Activity => Take each line of the listing that has the string "white" and report it.

━━━━━ Exercise inputs

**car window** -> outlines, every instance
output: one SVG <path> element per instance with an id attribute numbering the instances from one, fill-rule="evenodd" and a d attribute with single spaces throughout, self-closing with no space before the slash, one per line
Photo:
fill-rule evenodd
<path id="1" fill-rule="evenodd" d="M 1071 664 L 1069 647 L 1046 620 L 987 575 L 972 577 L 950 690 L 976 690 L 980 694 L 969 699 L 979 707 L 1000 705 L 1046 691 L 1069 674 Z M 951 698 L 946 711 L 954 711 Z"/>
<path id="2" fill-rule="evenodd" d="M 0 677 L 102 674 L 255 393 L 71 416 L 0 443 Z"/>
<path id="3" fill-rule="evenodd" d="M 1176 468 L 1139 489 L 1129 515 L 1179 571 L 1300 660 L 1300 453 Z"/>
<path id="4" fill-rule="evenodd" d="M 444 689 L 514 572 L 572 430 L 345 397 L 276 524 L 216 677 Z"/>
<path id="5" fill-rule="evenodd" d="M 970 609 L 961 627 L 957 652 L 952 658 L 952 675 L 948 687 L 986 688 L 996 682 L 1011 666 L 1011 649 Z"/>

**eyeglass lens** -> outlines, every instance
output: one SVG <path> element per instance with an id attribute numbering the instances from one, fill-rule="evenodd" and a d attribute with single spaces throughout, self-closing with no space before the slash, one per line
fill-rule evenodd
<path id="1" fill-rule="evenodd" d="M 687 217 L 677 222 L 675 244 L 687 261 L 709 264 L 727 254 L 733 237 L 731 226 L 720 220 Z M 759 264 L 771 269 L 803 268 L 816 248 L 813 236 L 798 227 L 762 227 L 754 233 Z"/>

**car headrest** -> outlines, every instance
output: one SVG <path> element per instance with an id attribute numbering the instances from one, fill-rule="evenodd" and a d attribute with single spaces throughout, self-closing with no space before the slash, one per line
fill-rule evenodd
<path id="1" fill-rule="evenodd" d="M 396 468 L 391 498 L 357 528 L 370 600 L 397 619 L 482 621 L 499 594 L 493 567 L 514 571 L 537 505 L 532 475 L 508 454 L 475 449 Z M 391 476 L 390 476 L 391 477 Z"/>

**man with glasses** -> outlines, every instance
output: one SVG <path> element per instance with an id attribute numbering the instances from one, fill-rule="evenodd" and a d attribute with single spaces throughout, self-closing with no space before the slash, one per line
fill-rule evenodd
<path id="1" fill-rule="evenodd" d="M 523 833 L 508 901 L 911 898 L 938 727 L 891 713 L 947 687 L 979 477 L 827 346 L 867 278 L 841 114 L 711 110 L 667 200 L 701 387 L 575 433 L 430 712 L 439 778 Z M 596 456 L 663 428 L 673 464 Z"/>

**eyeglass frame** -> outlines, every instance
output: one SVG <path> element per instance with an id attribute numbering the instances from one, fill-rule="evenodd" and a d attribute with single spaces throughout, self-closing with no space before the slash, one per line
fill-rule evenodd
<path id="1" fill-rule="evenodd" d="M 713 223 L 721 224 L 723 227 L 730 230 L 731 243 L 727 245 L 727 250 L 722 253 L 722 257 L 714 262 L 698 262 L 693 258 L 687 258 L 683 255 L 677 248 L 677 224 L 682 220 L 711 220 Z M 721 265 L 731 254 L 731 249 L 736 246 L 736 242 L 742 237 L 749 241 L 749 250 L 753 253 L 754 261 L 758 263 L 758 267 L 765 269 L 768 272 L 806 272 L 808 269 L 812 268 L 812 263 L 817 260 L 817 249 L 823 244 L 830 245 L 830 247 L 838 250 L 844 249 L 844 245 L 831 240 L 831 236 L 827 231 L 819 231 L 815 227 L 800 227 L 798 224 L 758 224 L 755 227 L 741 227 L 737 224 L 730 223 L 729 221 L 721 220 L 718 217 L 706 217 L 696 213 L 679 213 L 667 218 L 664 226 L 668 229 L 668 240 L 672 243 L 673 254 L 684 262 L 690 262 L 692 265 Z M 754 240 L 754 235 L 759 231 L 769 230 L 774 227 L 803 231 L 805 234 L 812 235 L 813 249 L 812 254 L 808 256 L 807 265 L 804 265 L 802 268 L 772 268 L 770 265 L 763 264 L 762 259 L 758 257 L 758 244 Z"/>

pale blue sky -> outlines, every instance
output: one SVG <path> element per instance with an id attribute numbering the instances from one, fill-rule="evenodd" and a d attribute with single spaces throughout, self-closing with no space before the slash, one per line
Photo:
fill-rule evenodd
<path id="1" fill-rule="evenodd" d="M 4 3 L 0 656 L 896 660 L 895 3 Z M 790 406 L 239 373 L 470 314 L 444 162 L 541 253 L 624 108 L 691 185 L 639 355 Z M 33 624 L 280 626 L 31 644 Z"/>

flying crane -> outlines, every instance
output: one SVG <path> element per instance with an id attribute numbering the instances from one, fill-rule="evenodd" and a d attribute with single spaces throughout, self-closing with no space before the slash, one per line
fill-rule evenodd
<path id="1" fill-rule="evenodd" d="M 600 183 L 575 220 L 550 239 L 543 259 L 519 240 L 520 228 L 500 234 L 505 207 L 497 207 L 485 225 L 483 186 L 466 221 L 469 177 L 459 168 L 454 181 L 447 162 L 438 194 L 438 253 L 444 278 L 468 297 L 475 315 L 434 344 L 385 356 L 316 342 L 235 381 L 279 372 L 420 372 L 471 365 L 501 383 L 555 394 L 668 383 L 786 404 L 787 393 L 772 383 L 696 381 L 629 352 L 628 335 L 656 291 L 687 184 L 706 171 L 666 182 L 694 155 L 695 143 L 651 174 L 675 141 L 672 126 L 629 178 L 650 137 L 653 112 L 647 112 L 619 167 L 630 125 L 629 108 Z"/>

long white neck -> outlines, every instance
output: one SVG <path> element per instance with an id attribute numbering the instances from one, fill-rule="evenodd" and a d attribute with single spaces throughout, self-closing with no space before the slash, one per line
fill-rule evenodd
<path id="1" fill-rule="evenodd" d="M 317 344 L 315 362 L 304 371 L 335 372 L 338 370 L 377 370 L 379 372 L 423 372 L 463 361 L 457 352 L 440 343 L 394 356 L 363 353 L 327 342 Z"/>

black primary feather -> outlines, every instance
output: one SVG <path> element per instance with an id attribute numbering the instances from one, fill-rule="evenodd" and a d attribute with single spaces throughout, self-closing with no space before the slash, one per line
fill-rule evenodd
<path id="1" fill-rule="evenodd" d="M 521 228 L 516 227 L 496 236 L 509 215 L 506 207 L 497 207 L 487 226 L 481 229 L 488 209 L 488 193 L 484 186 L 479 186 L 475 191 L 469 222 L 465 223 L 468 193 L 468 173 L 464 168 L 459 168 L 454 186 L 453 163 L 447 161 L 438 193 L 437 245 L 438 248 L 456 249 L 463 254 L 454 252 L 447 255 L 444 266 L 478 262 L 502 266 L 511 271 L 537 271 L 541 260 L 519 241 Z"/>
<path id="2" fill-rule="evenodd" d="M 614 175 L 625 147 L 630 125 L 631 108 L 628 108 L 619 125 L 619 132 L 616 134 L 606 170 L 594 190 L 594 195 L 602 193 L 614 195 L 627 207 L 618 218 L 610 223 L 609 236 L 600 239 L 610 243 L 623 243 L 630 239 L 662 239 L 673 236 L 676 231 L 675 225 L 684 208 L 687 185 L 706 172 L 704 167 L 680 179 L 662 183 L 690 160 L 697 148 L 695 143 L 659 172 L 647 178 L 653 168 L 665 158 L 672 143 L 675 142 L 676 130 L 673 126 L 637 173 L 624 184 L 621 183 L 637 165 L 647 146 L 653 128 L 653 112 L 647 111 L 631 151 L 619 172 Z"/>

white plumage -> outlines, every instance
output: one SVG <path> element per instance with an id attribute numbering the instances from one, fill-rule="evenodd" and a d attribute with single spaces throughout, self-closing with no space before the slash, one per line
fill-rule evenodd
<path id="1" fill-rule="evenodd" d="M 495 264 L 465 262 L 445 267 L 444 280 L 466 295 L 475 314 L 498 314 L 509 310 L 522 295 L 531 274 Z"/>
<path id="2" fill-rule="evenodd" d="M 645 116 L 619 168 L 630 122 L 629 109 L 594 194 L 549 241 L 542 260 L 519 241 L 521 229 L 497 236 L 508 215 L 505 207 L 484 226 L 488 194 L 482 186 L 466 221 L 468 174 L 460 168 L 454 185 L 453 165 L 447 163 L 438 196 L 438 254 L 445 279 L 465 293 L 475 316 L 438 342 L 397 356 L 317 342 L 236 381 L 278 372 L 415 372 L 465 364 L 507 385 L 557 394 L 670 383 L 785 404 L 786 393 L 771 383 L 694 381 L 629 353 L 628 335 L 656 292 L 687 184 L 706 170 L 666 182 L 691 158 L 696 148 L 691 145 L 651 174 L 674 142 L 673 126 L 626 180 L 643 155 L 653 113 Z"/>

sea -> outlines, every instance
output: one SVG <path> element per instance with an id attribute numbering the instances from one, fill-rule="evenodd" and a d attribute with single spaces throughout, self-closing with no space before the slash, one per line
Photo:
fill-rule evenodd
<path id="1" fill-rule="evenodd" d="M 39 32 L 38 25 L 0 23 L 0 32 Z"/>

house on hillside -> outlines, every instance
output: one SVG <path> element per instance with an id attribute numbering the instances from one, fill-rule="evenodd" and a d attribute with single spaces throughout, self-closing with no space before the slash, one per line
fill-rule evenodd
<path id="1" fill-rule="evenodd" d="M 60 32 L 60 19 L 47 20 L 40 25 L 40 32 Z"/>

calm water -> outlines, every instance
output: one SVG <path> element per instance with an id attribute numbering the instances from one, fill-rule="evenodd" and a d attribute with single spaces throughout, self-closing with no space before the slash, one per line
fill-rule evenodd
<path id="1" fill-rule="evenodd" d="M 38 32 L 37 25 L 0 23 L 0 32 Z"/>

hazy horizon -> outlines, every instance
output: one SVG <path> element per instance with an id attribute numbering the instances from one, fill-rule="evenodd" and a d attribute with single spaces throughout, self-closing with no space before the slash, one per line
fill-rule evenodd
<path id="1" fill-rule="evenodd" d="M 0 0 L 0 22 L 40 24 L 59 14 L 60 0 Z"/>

━━━━━━━━━━

Output of the task =>
long white neck -> outlines, every instance
white plumage -> outlines, every instance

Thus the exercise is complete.